— START Data provided —
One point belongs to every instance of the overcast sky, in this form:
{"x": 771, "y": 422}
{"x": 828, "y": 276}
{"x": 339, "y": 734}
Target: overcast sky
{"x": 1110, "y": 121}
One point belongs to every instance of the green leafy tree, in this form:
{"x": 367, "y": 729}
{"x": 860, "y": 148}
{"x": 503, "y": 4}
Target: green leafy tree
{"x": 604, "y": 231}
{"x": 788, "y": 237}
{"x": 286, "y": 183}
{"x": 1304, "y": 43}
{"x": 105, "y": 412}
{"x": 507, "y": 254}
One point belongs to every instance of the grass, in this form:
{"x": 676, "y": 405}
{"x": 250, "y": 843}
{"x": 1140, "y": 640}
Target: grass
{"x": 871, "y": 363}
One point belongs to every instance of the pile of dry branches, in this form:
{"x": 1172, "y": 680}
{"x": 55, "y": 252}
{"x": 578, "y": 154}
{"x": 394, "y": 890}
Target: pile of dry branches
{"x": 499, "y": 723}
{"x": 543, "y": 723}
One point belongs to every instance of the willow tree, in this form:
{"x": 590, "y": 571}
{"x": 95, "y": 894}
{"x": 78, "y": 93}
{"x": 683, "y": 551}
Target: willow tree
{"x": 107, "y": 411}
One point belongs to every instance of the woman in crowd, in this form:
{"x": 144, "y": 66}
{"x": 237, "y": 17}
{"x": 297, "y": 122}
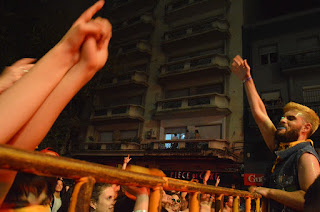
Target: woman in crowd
{"x": 31, "y": 105}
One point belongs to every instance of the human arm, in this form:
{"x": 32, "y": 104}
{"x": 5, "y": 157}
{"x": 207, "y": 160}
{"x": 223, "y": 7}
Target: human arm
{"x": 14, "y": 72}
{"x": 92, "y": 58}
{"x": 308, "y": 170}
{"x": 294, "y": 200}
{"x": 19, "y": 103}
{"x": 142, "y": 197}
{"x": 241, "y": 69}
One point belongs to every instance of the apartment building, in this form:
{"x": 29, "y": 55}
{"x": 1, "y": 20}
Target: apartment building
{"x": 284, "y": 54}
{"x": 168, "y": 98}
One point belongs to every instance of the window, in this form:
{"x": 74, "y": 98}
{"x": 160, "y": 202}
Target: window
{"x": 214, "y": 88}
{"x": 308, "y": 42}
{"x": 271, "y": 99}
{"x": 128, "y": 134}
{"x": 210, "y": 131}
{"x": 177, "y": 93}
{"x": 106, "y": 137}
{"x": 268, "y": 54}
{"x": 180, "y": 131}
{"x": 311, "y": 94}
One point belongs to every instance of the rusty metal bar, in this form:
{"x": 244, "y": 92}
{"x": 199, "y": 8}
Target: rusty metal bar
{"x": 155, "y": 200}
{"x": 248, "y": 204}
{"x": 194, "y": 203}
{"x": 236, "y": 204}
{"x": 38, "y": 163}
{"x": 80, "y": 200}
{"x": 258, "y": 205}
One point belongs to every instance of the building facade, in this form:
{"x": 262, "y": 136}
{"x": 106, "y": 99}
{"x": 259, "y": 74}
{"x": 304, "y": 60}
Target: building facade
{"x": 168, "y": 98}
{"x": 283, "y": 51}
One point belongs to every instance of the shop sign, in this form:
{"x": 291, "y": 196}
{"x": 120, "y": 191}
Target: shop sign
{"x": 252, "y": 179}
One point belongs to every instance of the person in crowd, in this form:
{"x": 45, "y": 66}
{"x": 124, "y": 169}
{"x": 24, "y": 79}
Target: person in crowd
{"x": 57, "y": 200}
{"x": 228, "y": 204}
{"x": 312, "y": 197}
{"x": 102, "y": 198}
{"x": 135, "y": 198}
{"x": 175, "y": 144}
{"x": 49, "y": 85}
{"x": 30, "y": 192}
{"x": 297, "y": 163}
{"x": 197, "y": 134}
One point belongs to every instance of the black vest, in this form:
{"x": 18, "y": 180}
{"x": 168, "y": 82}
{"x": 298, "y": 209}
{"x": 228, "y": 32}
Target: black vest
{"x": 285, "y": 174}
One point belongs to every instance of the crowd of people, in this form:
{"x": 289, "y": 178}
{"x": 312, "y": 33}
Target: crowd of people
{"x": 33, "y": 93}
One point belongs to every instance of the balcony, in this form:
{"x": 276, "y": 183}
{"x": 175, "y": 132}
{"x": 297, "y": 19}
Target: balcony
{"x": 191, "y": 106}
{"x": 122, "y": 9}
{"x": 301, "y": 61}
{"x": 179, "y": 9}
{"x": 131, "y": 80}
{"x": 118, "y": 113}
{"x": 134, "y": 51}
{"x": 133, "y": 28}
{"x": 195, "y": 66}
{"x": 206, "y": 32}
{"x": 188, "y": 147}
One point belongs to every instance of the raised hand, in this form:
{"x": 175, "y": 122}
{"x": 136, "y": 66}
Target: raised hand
{"x": 83, "y": 28}
{"x": 240, "y": 68}
{"x": 14, "y": 72}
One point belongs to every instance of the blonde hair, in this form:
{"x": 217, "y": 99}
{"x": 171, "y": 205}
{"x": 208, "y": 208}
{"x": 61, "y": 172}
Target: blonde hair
{"x": 309, "y": 115}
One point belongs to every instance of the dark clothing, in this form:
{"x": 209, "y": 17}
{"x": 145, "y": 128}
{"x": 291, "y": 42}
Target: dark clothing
{"x": 285, "y": 174}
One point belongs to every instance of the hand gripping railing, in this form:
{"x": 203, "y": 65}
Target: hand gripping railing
{"x": 86, "y": 174}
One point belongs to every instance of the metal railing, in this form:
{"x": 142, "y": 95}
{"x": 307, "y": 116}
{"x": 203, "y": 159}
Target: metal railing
{"x": 86, "y": 174}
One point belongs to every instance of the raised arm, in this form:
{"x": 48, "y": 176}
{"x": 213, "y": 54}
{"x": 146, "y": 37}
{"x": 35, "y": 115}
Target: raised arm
{"x": 241, "y": 69}
{"x": 14, "y": 72}
{"x": 19, "y": 103}
{"x": 29, "y": 108}
{"x": 92, "y": 59}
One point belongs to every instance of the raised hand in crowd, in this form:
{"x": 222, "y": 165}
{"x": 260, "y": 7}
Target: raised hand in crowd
{"x": 51, "y": 83}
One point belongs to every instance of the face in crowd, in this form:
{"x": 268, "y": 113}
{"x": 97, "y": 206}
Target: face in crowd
{"x": 290, "y": 126}
{"x": 176, "y": 203}
{"x": 59, "y": 186}
{"x": 105, "y": 201}
{"x": 229, "y": 203}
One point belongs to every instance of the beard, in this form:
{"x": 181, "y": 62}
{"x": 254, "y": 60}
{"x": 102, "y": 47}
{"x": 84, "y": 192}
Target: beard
{"x": 287, "y": 136}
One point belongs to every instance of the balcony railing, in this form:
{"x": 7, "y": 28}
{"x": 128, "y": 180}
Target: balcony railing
{"x": 211, "y": 100}
{"x": 122, "y": 9}
{"x": 199, "y": 63}
{"x": 200, "y": 147}
{"x": 179, "y": 9}
{"x": 131, "y": 52}
{"x": 199, "y": 33}
{"x": 133, "y": 111}
{"x": 301, "y": 60}
{"x": 136, "y": 78}
{"x": 132, "y": 28}
{"x": 86, "y": 174}
{"x": 104, "y": 146}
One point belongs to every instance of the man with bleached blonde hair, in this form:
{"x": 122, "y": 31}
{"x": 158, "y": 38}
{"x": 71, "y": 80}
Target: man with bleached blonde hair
{"x": 297, "y": 163}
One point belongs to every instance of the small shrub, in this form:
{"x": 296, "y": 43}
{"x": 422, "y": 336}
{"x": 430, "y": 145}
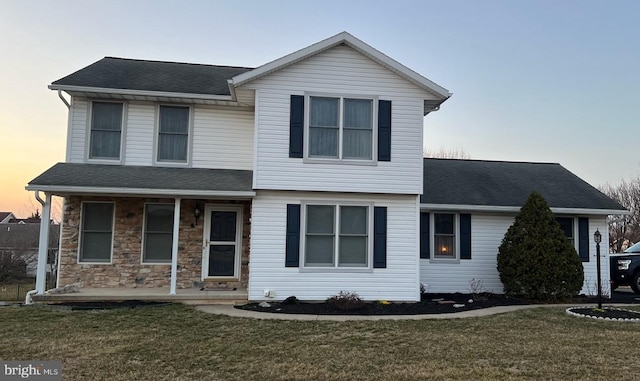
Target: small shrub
{"x": 346, "y": 300}
{"x": 535, "y": 259}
— END Data provided —
* **What this task involves**
Copy nothing outside the span: please output the lines from the one with "One point belongs to every instance of the man" through the end of the entries above, and skip the pictures.

* **Result below**
One point belongs to every instance of the man with bleached blonde hair, in this form:
{"x": 122, "y": 31}
{"x": 158, "y": 38}
{"x": 71, "y": 80}
Target: man with bleached blonde hair
{"x": 297, "y": 163}
One point belongs to every instance of the small shrub, in this form:
{"x": 296, "y": 43}
{"x": 422, "y": 336}
{"x": 430, "y": 145}
Target: small shrub
{"x": 346, "y": 300}
{"x": 535, "y": 259}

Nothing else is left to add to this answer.